Substitute "mark" for each occurrence of "indicate" throughout all the entries below, keeping every other word unchanged, and leave the pictures out of the result.

——

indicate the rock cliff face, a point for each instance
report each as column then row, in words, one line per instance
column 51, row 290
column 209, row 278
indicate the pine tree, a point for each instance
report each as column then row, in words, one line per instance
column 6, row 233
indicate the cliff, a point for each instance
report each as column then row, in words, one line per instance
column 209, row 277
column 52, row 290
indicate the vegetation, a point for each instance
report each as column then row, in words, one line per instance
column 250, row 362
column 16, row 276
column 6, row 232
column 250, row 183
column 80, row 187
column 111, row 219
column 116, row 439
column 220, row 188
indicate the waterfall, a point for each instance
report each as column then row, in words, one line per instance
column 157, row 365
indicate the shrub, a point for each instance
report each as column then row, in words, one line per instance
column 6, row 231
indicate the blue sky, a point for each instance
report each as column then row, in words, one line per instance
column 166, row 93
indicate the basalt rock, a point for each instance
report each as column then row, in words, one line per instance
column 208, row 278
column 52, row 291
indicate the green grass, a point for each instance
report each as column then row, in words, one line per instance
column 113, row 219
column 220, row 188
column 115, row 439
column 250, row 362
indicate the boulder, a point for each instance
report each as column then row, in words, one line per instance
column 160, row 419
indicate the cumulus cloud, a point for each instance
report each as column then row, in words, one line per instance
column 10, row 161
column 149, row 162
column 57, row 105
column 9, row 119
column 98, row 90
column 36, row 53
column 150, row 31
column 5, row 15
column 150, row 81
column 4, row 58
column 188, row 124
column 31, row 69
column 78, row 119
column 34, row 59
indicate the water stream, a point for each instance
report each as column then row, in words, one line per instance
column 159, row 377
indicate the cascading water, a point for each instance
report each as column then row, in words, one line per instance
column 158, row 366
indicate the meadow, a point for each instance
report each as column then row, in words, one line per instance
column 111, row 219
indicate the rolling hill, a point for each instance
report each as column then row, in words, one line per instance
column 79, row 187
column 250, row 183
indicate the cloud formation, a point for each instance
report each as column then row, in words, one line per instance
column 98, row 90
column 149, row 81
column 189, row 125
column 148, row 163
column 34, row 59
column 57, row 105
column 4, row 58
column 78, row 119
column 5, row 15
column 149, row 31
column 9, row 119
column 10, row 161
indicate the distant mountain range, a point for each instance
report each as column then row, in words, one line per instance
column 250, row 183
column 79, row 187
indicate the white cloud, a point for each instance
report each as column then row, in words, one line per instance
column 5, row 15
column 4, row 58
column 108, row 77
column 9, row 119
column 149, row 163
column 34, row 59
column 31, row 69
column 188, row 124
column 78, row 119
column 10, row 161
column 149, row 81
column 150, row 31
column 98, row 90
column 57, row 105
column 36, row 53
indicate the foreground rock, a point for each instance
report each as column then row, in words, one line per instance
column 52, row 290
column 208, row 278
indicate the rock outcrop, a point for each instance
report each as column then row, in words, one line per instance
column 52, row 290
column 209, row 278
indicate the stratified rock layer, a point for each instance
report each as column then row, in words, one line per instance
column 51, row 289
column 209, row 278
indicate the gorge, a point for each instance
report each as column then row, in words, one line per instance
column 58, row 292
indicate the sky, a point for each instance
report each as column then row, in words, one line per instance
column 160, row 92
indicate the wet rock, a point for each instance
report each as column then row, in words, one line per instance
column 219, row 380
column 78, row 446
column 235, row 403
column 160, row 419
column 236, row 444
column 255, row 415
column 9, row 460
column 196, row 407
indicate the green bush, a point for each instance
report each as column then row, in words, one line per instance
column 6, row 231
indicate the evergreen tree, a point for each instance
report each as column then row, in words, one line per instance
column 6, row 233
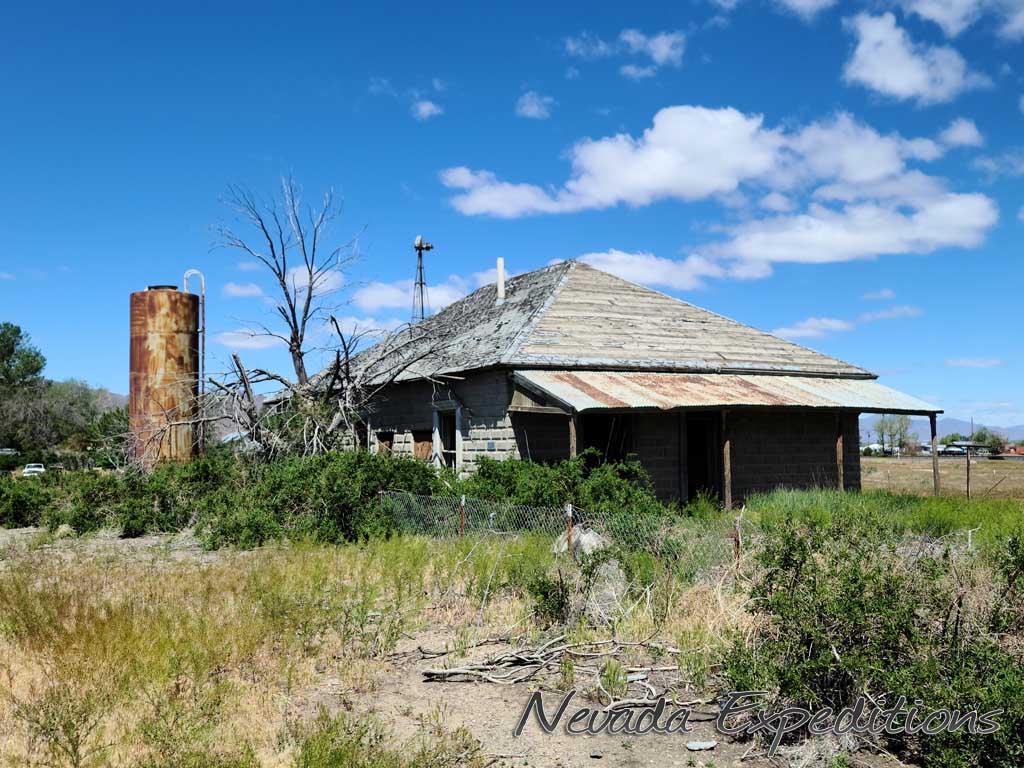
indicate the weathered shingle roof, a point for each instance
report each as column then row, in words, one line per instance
column 571, row 315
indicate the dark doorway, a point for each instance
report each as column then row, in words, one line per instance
column 423, row 443
column 701, row 455
column 445, row 428
column 611, row 434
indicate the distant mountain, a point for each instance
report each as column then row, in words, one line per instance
column 107, row 400
column 943, row 425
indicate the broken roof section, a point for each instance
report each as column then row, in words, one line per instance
column 571, row 315
column 612, row 390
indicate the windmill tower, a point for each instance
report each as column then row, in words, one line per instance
column 420, row 300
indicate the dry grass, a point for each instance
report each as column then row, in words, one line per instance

——

-- Reply --
mark the rock cliff face, a point for each instance
report each as column then row, in words, one line per instance
column 51, row 290
column 209, row 278
mark the pine tree, a point for each instance
report each as column then row, in words, one line per instance
column 6, row 233
mark the cliff, a point for each instance
report each as column then row, in words, one line per instance
column 209, row 277
column 52, row 290
mark the vegetation, a point for each instance
report each as column then row, in words, one line per instance
column 250, row 362
column 16, row 276
column 6, row 232
column 250, row 183
column 80, row 187
column 111, row 219
column 116, row 439
column 220, row 188
mark the waterfall, a point for each instance
report each as column then row, in words, one line per instance
column 157, row 365
mark the shrub, a point for each instance
report each as column then row, in words, one line per instance
column 6, row 231
mark the blue sky, a point for each instance
report each as column then row, in words, one line per instance
column 166, row 93
mark the basalt rock, a point for each instance
report each as column then row, in words, one line per instance
column 208, row 278
column 52, row 291
mark the green grass, a point for each instance
report each as column then row, in words, one line per instance
column 113, row 219
column 220, row 188
column 115, row 439
column 250, row 362
mark the boulder, a point for each instance
report each as column then row, in words, one line per instance
column 160, row 419
mark the cumulus cloud, a point for each instance
report each as column then row, in words, one line per instance
column 10, row 161
column 149, row 162
column 57, row 105
column 9, row 119
column 98, row 90
column 36, row 53
column 150, row 31
column 5, row 15
column 150, row 81
column 4, row 58
column 188, row 124
column 31, row 69
column 78, row 119
column 34, row 59
mark the water stream, a point for each instance
report each as column then row, in words, one line per instance
column 159, row 377
mark the cascading water, a point for each instance
report each as column then row, in words, one line per instance
column 158, row 366
mark the meadow, a point for each instance
report each as column then row, in words, one line per instance
column 111, row 219
mark the rolling hill, a point for each instance
report each as column then row, in words, one line per instance
column 79, row 187
column 250, row 183
mark the cloud formation, a point for each instance
report each as column then row, in words, one line per instance
column 98, row 90
column 149, row 81
column 189, row 125
column 148, row 163
column 34, row 59
column 57, row 105
column 4, row 58
column 78, row 119
column 5, row 15
column 149, row 31
column 9, row 119
column 10, row 161
mark the distant mountain range, a point for each instance
report each as column then row, in words, one line per instance
column 250, row 183
column 79, row 187
mark the white cloud, a point for each instance
report each as column then row, in words, one line per instance
column 5, row 15
column 4, row 58
column 108, row 77
column 9, row 119
column 149, row 163
column 34, row 59
column 31, row 69
column 188, row 124
column 78, row 119
column 10, row 161
column 149, row 81
column 150, row 31
column 98, row 90
column 57, row 105
column 36, row 53
mark the foreground rock, a point for each instance
report each as column then row, in words, one line per instance
column 52, row 290
column 208, row 278
mark the rock outcrop, a point for each instance
report each as column then row, in words, one line per instance
column 52, row 290
column 209, row 278
mark the stratified rock layer, a point for each instance
report each as column then row, in words, one line per instance
column 51, row 289
column 209, row 278
mark the gorge, a point for each instance
report each as column then row, in words, one line per instance
column 58, row 292
mark the sky, a point for each instance
report each as column then row, in words, one line per instance
column 160, row 92
mark the wet rock, a point for each instance
report each as column then row, in words, one line per instance
column 219, row 380
column 78, row 446
column 235, row 403
column 160, row 419
column 236, row 444
column 255, row 415
column 9, row 460
column 196, row 407
mark the green bush, a point for each instance
report each as column then row, in words, one line per instance
column 6, row 231
mark the evergreen tree, a point for each instance
report each as column then row, in words, one line per instance
column 6, row 233
mark the weathered shingle roof, a point for each instance
report each as column then row, in words, one line per instance
column 571, row 315
mark the dark doorway, a point for each instance
report each as column then row, in words, one line per instance
column 423, row 443
column 701, row 455
column 445, row 428
column 611, row 434
mark the distant mountain, a point for each instance
report each as column then row, in words, one line per instance
column 107, row 400
column 943, row 425
mark the broken roof section, a point for each instance
report each as column then row, in words, one line per instance
column 571, row 315
column 612, row 390
mark the windmill tower, a point for each instance
report each as column then row, in words, one line per instance
column 420, row 300
mark the dry grass, a point for each instance
report each as column then row, in words, one line per instance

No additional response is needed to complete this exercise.